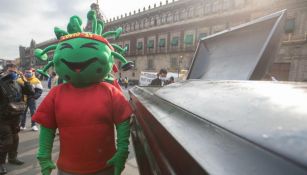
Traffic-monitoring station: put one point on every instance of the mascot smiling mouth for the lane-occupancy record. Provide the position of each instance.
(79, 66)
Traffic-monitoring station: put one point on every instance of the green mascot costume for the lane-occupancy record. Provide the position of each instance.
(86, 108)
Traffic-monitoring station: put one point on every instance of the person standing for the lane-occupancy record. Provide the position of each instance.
--
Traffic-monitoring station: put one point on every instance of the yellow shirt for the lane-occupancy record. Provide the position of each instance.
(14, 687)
---
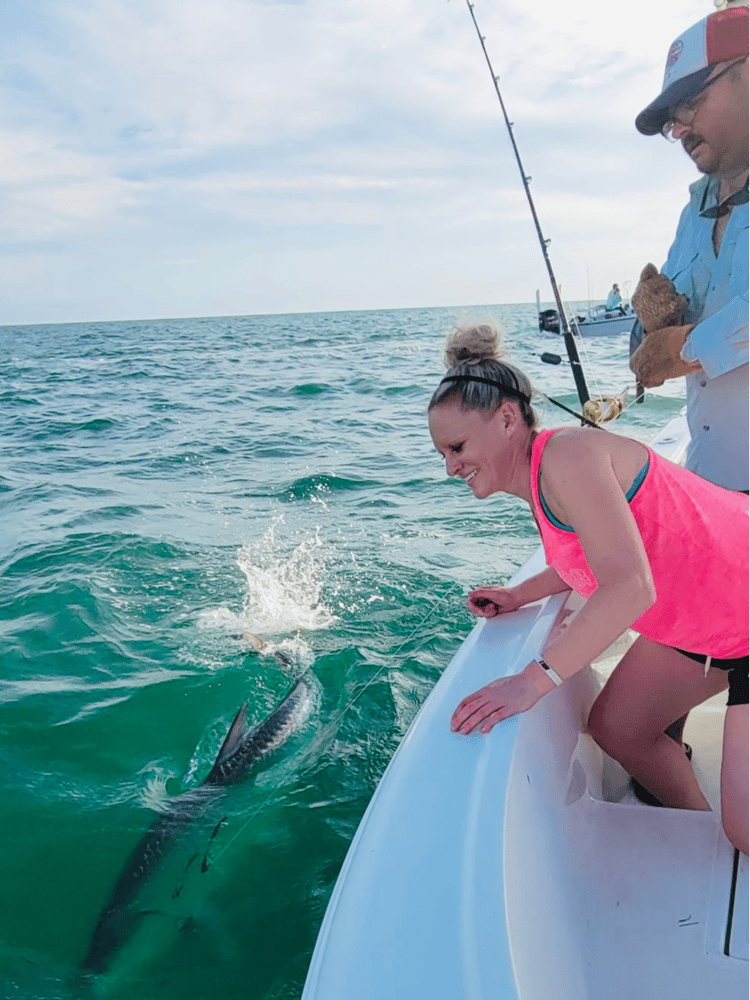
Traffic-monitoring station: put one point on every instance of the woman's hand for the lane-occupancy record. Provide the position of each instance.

- Задание
Перепишите без изменений всё, начиная со строки, содержащей «of the mascot», и вплоть до строки, содержащей «of the person», включая обе эти строки.

- Правильный ответ
Traffic-monitoring station: put one point on every instance of the mascot smiling mouth for the lane-occupancy record. Provide the position of each instance.
(79, 66)
Traffic-monitoring station: put one point on every instance of the green mascot costume for the lane-occupancy record. Provide the position of each instance.
(86, 108)
Traffic-monitoring station: put one point on every instance of the person standing for the lane-occupancy record. Provide the position of each instance.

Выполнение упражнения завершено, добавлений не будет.